*** Block opens ***

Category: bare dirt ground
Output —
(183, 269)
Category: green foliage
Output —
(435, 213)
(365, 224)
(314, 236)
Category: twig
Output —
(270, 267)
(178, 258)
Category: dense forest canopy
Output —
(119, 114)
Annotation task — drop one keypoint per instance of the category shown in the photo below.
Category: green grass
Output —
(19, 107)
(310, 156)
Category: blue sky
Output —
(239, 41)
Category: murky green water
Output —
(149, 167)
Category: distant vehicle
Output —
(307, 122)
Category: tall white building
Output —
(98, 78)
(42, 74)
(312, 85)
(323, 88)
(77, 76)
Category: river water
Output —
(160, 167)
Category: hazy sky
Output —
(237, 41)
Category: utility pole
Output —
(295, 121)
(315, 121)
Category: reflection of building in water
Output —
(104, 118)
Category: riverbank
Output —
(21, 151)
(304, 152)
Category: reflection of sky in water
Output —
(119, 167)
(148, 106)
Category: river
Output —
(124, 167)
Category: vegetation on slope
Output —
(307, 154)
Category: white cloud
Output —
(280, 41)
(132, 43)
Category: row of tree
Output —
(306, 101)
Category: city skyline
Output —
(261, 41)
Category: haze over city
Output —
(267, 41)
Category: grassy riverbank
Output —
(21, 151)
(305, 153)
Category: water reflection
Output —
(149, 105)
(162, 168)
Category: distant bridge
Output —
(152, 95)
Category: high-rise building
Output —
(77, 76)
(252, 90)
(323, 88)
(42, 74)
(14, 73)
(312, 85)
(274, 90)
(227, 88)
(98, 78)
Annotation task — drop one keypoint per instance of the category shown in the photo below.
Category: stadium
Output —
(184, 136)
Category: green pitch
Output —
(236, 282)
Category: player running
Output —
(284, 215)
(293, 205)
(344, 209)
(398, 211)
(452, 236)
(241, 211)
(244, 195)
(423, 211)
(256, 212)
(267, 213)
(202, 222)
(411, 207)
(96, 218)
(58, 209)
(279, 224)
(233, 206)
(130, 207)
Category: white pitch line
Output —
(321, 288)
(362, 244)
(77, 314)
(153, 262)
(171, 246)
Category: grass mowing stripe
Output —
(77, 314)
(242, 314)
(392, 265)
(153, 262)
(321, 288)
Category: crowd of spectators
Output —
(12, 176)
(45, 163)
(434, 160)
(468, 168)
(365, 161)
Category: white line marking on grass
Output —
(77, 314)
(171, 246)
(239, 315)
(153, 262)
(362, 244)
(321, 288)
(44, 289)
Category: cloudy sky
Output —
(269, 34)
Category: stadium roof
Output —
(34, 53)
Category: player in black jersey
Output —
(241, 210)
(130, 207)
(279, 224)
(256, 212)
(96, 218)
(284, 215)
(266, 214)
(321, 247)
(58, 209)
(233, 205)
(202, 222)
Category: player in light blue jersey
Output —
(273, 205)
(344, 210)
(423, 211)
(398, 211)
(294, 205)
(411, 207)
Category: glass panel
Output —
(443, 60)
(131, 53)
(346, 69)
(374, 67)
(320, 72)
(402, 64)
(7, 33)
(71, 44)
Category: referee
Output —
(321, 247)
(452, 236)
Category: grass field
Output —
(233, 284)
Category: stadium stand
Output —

*** Block closes ***

**WHAT NEEDS TO BE DONE**
Above are the entries. Copy exactly the part that opens with the line containing "Category: high-rise building" and closes with the line containing "Category: green pitch", and no more.

**EXPECTED ANSWER**
Category: high-rise building
Output —
(77, 76)
(252, 90)
(323, 88)
(42, 74)
(14, 73)
(312, 85)
(274, 90)
(227, 88)
(98, 78)
Annotation task — drop one keypoint per instance of the category shown in the photo below.
Category: stadium
Output —
(184, 136)
Category: green pitch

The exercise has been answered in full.